■ Soal Tertulis 1 ■
Bisakah Anda menuliskan kembali seluruh catatan di bawah dengan mengganti "photo" menjadi "image" tanpa mengubah apa pun selain itu? Gambar tidak perlu disertakan dalam jawaban.

■ Kutipan Teks ■
==*==

Kegagalan Operasi Merlin dan Bocornya Blueprint Bom Nuklir

Kegagalan Operasi Merlin dan Bocornya Blueprint Bom Nuklir

Ilustrasi reaktor nuklir. (foto: ist/net)

 

Seorang ilmuwan Rusia terlihat gugup. Ia tidak nyaman berjalan menyusuri blok-blok di Kota Wina di bulan Februari tahun 2000 itu. Sesekali ia melihat ke belakang seakan sedang terancam. Lelaki ini punya alasan untuk merasa terancam karena ia berjalan di kota dengan membawa blueprint (cetak biru) bom nuklir!

Ya, ia membawa desain teknik untuk TBA-480 high voltage block, yang dikenal sebagai "perkakas senjata" bikinan asli senjata nuklir Rusia.

Di tangannya, ada pengetahuan tentang cara menciptakan ledakan sempurna yang dapat memicu reaksi berantai nuklir di dalam sebuah bola inti kecil.

Ilmuwan Rusia itu membelot ke AS setahun sebelumnya. Di benaknya, ia masih meragukan “order” yang diterimanya dari markas CIA. Badan intelijen negeri Paman Sam itu memintanya membawa rancangan nuklir tersebut ke Wina untuk dijual kepada perwakilan Iran di Internasional Atomic Energy Agency (IAEA).

==*==

■ Masukan Latihan ■
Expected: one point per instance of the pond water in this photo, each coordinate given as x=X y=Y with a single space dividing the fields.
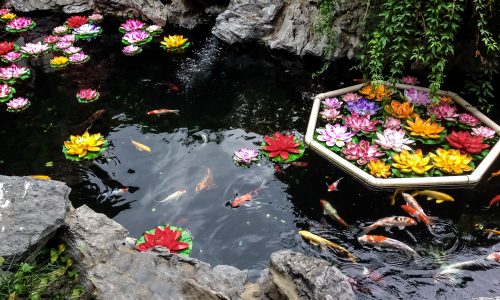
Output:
x=230 y=97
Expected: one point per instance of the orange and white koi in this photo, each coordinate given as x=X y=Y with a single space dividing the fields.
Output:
x=389 y=222
x=334 y=186
x=382 y=241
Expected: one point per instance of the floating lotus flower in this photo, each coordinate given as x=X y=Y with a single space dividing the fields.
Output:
x=466 y=143
x=379 y=169
x=417 y=97
x=59 y=62
x=18 y=104
x=400 y=110
x=175 y=239
x=35 y=49
x=360 y=123
x=20 y=25
x=408 y=162
x=131 y=25
x=283 y=148
x=131 y=50
x=362 y=152
x=86 y=146
x=246 y=156
x=87 y=95
x=78 y=58
x=136 y=37
x=393 y=139
x=451 y=161
x=174 y=42
x=76 y=21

==*==

■ Soal Tertulis 2 ■
Bisakah Anda menyalin kata demi kata seluruh teks tentang kegagalan Operasi Merlin di atas?

■ Hasil Tugas 1 ■
Expected: one point per instance of the pond water in this image, each coordinate given as x=X y=Y with a single space dividing the fields.
Output:
x=230 y=97
Expected: one point per instance of the orange and white koi in this image, each coordinate given as x=X y=Y with a single space dividing the fields.
Output:
x=389 y=222
x=334 y=186
x=382 y=241
Expected: one point per instance of the floating lotus flower in this image, each coordinate given as x=X y=Y with a single space dividing the fields.
Output:
x=466 y=143
x=379 y=169
x=417 y=97
x=59 y=62
x=18 y=104
x=400 y=110
x=175 y=239
x=35 y=49
x=360 y=123
x=20 y=25
x=408 y=162
x=131 y=25
x=283 y=148
x=131 y=50
x=362 y=152
x=86 y=146
x=246 y=156
x=87 y=95
x=78 y=58
x=136 y=37
x=393 y=139
x=451 y=161
x=174 y=42
x=76 y=21

■ Hasil Tugas 2 ■
Kegagalan Operasi Merlin dan Bocornya Blueprint Bom Nuklir

Kegagalan Operasi Merlin dan Bocornya Blueprint Bom Nuklir

Ilustrasi reaktor nuklir. (foto: ist/net)

 

Seorang ilmuwan Rusia terlihat gugup. Ia tidak nyaman berjalan menyusuri blok-blok di Kota Wina di bulan Februari tahun 2000 itu. Sesekali ia melihat ke belakang seakan sedang terancam. Lelaki ini punya alasan untuk merasa terancam karena ia berjalan di kota dengan membawa blueprint (cetak biru) bom nuklir!

Ya, ia membawa desain teknik untuk TBA-480 high voltage block, yang dikenal sebagai "perkakas senjata" bikinan asli senjata nuklir Rusia.

Di tangannya, ada pengetahuan tentang cara menciptakan ledakan sempurna yang dapat memicu reaksi berantai nuklir di dalam sebuah bola inti kecil.

Ilmuwan Rusia itu membelot ke AS setahun sebelumnya. Di benaknya, ia masih meragukan “order” yang diterimanya dari markas CIA. Badan intelijen negeri Paman Sam itu memintanya membawa rancangan nuklir tersebut ke Wina untuk dijual kepada perwakilan Iran di Internasional Atomic Energy Agency (IAEA).